## SET PROBLEM A
Quote the records below word for word, covering everything from the line that contains "Prompt: place one marker on each instance of the cloud" down to the end of the records.

## EXTRACT PROVIDED

○ ○ ○ ○ ○

In the Brayton cycle, from stage 2 -> 3 how does the pressure/temperature/entropy/enthalpy change?

Answer 7

Pressure: P2 = P3 (no change)
Temperature: T3 > T2 (increases)
Entropy: S3 > S2 (increases)
Enthalpy: h3 > h2 (increases)

Question 8

In the Brayton cycle, from stage 3 -> 4 how does the pressure/temperature/entropy/enthalpy change?

Answer 8

Pressure: P3 > P4 (decreases)
Temperature: T3 > T4 (decreases)
Entropy: delta S = 0 (no change)
Enthalpy: h3 > h4 (decreases)

Question 9

In the Brayton cycle, from stage 4 -> 1 how does the pressure/temperature/entropy/enthalpy change?

Answer 9

Pressure: P4 = P1 (no change)
Temperature: T4 > T1 (decreases)
Entropy: S4 > S1 (decreases)
Enthalpy: h4 > h1 (decreases)

Question 10

In which processes in the Brayton cycle does the temperature increase?

Answer 10

1-2 Isentropic compression
2-3 Constant pressure heating

Question 11

In which processes in the Brayton cycle does the temperature decrease?

Answer 11

3-4 Isentropic expansion
4-1 Constant pressure cooling

Question 12

In which processes in the Brayton cycle does the entropy change and in which direction?

Answer 12

2-3 Constant pressure heating - entropy increases
4-1 Constant pressure cooling - entropy decreases

Question 13

In which process(es) in the Brayton cycle does the enthalpy decrease?

Answer 13

3-4 Isentropic expansion
4-1 Constant pressure cooling

Question 14

In which process(es) in the Brayton cycle does the enthalpy increase?

○ ○ ○ ○ ○

## RECORDS FOR THE TASK
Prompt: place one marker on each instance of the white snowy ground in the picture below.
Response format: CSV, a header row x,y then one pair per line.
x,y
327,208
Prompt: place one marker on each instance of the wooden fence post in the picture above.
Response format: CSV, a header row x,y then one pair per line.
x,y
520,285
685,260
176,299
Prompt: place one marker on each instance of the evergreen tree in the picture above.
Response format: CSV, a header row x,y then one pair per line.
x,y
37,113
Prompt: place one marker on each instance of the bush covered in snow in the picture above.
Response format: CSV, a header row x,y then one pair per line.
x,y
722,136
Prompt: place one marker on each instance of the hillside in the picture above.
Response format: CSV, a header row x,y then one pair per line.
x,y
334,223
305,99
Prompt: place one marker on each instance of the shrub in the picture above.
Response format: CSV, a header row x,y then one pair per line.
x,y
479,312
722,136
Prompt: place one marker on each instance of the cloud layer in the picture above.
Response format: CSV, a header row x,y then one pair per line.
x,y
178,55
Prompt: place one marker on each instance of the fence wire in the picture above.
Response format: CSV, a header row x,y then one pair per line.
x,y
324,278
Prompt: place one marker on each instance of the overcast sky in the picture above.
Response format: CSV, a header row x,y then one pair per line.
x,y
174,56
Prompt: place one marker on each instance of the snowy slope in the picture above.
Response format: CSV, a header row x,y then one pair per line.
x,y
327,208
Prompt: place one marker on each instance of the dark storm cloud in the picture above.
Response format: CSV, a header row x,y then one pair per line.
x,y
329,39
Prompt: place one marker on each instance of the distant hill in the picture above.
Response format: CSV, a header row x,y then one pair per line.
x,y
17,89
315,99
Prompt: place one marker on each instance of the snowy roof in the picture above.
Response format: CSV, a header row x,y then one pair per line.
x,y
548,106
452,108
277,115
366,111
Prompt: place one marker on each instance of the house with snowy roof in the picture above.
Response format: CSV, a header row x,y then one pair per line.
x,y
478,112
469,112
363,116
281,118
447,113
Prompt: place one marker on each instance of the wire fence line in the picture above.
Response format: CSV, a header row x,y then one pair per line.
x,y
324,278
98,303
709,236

○ ○ ○ ○ ○

## SET PROBLEM B
Rewrite the Brayton cycle Q&A from "Entropy: delta S" down to "T4 > T1 (decreases)", swapping "delta S" for "ΔS".

## COMPLETE ANSWER A
Prompt: place one marker on each instance of the cloud layer in the picture above.
Response format: CSV, a header row x,y then one pair per line.
x,y
178,55
Prompt: place one marker on each instance of the fence wire in the picture above.
Response format: CSV, a header row x,y then one pair per line.
x,y
324,278
Prompt: place one marker on each instance of the overcast sky in the picture above.
Response format: CSV, a header row x,y then one pair per line.
x,y
174,56
Prompt: place one marker on each instance of the snowy slope in the picture above.
Response format: CSV, a header row x,y then one pair per line.
x,y
327,208
Prompt: place one marker on each instance of the dark storm cloud in the picture above.
Response format: CSV, a header row x,y then one pair per line.
x,y
329,39
Prompt: place one marker on each instance of the distant hill in the picture above.
Response format: CSV, a header row x,y then one pair per line.
x,y
17,89
315,99
Prompt: place one marker on each instance of the snowy roof in the picture above.
Response format: CSV, a header row x,y then one pair per line.
x,y
548,106
452,108
277,115
366,111
Prompt: place one marker on each instance of the house with snowy roof in the picture above.
Response format: CSV, a header row x,y then one pair per line.
x,y
478,112
469,112
363,116
281,118
447,113
Prompt: place one marker on each instance of the wire fence line in the picture above.
Response format: CSV, a header row x,y then one pair per line.
x,y
324,278
98,303
709,236

## COMPLETE ANSWER B
Entropy: ΔS = 0 (no change)
Enthalpy: h3 > h4 (decreases)

Question 9

In the Brayton cycle, from stage 4 -> 1 how does the pressure/temperature/entropy/enthalpy change?

Answer 9

Pressure: P4 = P1 (no change)
Temperature: T4 > T1 (decreases)